##### Data to process #####

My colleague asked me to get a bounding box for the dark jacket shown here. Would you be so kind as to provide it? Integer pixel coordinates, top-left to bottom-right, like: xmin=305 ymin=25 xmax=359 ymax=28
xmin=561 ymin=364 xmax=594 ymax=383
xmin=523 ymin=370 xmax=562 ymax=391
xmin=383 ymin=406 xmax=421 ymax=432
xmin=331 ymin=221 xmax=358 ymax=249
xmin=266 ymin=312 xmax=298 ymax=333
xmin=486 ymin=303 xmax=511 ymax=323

#####

_Task to carry out:_ The complete set of entries above must be reproduced verbatim.

_Response box:_
My colleague asked me to get a bounding box for the dark jacket shown here. Would you be so kind as to provide it? Integer pixel coordinates, top-left to bottom-right, like: xmin=305 ymin=25 xmax=359 ymax=28
xmin=561 ymin=364 xmax=594 ymax=383
xmin=523 ymin=370 xmax=562 ymax=391
xmin=383 ymin=406 xmax=421 ymax=432
xmin=331 ymin=221 xmax=358 ymax=249
xmin=266 ymin=312 xmax=298 ymax=333
xmin=486 ymin=303 xmax=511 ymax=323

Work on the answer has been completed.